### [Work required]
Reproduce each of the rows below verbatim, keeping every line in its original order.

Start of Data section

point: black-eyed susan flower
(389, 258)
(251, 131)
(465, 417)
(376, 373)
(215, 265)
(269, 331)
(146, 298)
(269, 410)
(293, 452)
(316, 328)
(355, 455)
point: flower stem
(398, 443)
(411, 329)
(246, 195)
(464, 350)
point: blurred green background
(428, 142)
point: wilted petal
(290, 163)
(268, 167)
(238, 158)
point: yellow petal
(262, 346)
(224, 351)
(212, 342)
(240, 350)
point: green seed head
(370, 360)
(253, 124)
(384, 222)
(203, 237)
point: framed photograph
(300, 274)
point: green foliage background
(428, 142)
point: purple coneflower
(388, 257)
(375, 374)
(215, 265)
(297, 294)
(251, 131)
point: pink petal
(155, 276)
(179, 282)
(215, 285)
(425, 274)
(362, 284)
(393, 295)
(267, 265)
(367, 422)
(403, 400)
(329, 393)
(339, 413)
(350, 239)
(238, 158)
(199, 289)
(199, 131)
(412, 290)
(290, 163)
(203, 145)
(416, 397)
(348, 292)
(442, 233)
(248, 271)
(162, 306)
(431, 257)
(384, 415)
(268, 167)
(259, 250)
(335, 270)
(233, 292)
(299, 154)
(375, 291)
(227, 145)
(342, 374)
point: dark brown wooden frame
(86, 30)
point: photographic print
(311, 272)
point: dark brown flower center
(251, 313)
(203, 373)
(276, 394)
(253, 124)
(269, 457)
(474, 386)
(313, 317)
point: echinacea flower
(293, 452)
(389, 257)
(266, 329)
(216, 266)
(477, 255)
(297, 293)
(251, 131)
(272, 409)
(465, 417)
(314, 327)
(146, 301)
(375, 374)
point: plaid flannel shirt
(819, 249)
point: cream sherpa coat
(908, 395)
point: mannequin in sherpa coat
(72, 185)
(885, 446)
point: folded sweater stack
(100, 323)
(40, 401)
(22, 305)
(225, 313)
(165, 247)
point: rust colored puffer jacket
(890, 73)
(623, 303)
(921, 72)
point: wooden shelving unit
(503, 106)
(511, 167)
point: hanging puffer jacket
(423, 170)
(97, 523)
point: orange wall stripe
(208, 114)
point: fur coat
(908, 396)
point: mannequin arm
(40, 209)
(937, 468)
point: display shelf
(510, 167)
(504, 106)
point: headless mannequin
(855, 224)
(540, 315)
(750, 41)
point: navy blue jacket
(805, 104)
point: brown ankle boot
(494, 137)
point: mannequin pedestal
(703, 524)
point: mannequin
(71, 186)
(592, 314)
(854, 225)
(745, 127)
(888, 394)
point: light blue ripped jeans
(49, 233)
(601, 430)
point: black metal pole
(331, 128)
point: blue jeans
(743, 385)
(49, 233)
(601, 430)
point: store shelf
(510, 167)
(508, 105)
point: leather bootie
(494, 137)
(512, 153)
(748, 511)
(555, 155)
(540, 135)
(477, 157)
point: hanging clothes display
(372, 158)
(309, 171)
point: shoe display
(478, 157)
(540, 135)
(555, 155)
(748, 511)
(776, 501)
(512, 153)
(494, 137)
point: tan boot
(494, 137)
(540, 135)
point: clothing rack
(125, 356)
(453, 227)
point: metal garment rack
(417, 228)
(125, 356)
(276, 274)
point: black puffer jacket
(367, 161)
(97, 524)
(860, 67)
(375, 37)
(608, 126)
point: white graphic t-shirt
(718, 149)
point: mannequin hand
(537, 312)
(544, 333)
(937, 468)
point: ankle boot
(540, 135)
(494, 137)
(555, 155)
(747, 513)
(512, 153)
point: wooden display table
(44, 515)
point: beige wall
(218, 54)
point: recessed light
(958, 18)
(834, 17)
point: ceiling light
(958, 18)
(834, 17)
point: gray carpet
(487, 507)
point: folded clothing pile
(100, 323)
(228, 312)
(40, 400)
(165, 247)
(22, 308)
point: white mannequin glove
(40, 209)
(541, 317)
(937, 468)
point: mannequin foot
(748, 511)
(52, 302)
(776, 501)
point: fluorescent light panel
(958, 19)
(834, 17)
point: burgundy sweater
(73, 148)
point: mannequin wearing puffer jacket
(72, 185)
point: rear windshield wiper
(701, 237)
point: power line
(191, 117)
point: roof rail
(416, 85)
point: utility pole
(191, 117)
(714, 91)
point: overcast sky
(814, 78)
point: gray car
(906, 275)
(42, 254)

End of Data section

### [Result]
point: black-eyed susan flower
(389, 258)
(251, 131)
(465, 417)
(376, 373)
(215, 265)
(269, 331)
(146, 298)
(269, 410)
(293, 452)
(316, 328)
(355, 455)
point: flower stem
(398, 443)
(411, 329)
(246, 195)
(464, 350)
point: blurred green background
(428, 142)
point: wilted petal
(290, 163)
(268, 167)
(238, 158)
point: yellow petal
(262, 346)
(224, 351)
(212, 342)
(240, 350)
point: green seed head
(370, 360)
(253, 124)
(384, 222)
(203, 237)
point: framed photograph
(300, 274)
point: green foliage background
(428, 142)
point: purple coneflower
(388, 257)
(375, 374)
(215, 265)
(297, 294)
(251, 131)
point: pink petal
(155, 276)
(179, 282)
(215, 285)
(425, 274)
(362, 284)
(393, 295)
(267, 265)
(367, 422)
(403, 400)
(329, 393)
(339, 413)
(350, 239)
(238, 158)
(199, 289)
(199, 131)
(412, 290)
(290, 163)
(203, 145)
(416, 397)
(348, 292)
(442, 233)
(248, 271)
(162, 306)
(431, 257)
(384, 415)
(268, 167)
(259, 250)
(335, 270)
(233, 292)
(299, 154)
(375, 291)
(227, 145)
(342, 374)
point: dark brown wooden frame
(86, 30)
point: photographic print
(311, 272)
point: dark brown flower center
(251, 313)
(203, 373)
(276, 394)
(253, 124)
(269, 457)
(474, 386)
(313, 317)
point: echinacea flower
(293, 452)
(389, 257)
(266, 329)
(216, 266)
(477, 255)
(297, 293)
(251, 131)
(272, 409)
(465, 417)
(314, 327)
(146, 301)
(375, 374)
point: plaid flannel shirt
(819, 249)
point: cream sherpa coat
(908, 395)
point: mannequin in sherpa coat
(72, 185)
(885, 446)
point: folded sweater stack
(100, 323)
(40, 401)
(22, 305)
(225, 313)
(165, 247)
point: rust colored puffer jacket
(890, 73)
(623, 303)
(921, 72)
point: wooden shelving unit
(503, 106)
(511, 167)
point: hanging puffer jacket
(423, 170)
(97, 523)
point: orange wall stripe
(208, 114)
point: fur coat
(908, 396)
point: mannequin arm
(40, 209)
(937, 468)
point: display shelf
(510, 167)
(504, 106)
point: headless mannequin
(855, 224)
(540, 315)
(750, 41)
point: navy blue jacket
(805, 104)
point: brown ankle boot
(494, 137)
point: mannequin pedestal
(703, 524)
point: mannequin
(71, 186)
(592, 314)
(854, 225)
(745, 127)
(888, 394)
point: light blue ripped jeans
(49, 233)
(601, 430)
point: black metal pole
(331, 128)
point: blue jeans
(743, 385)
(49, 233)
(601, 430)
point: store shelf
(510, 167)
(508, 105)
point: leather bootie
(494, 137)
(512, 153)
(748, 511)
(555, 155)
(540, 135)
(477, 157)
point: hanging clothes display
(372, 158)
(309, 171)
point: shoe display
(478, 157)
(540, 135)
(555, 155)
(748, 511)
(776, 501)
(512, 153)
(494, 137)
point: tan boot
(494, 137)
(540, 135)
point: clothing rack
(125, 356)
(453, 227)
point: metal garment rack
(417, 228)
(125, 356)
(276, 274)
point: black puffer jacket
(367, 161)
(97, 524)
(860, 67)
(375, 37)
(608, 126)
point: white graphic t-shirt
(718, 149)
point: mannequin hand
(537, 312)
(544, 333)
(937, 468)
point: ankle boot
(540, 135)
(494, 137)
(555, 155)
(747, 513)
(512, 153)
point: wooden display table
(44, 515)
point: beige wall
(218, 54)
point: recessed light
(958, 18)
(834, 17)
point: ceiling light
(958, 18)
(834, 17)
point: gray carpet
(487, 507)
point: folded clothing pile
(100, 323)
(228, 312)
(40, 400)
(165, 247)
(22, 308)
point: white mannequin glove
(40, 209)
(541, 317)
(937, 468)
point: mannequin foot
(748, 511)
(52, 302)
(776, 501)
point: fluorescent light panel
(958, 19)
(834, 17)
point: burgundy sweater
(73, 148)
point: mannequin wearing puffer jacket
(72, 185)
point: rear windshield wiper
(701, 237)
point: power line
(191, 117)
point: roof rail
(416, 85)
point: utility pole
(191, 117)
(714, 91)
point: overcast sky
(814, 78)
point: gray car
(906, 275)
(42, 254)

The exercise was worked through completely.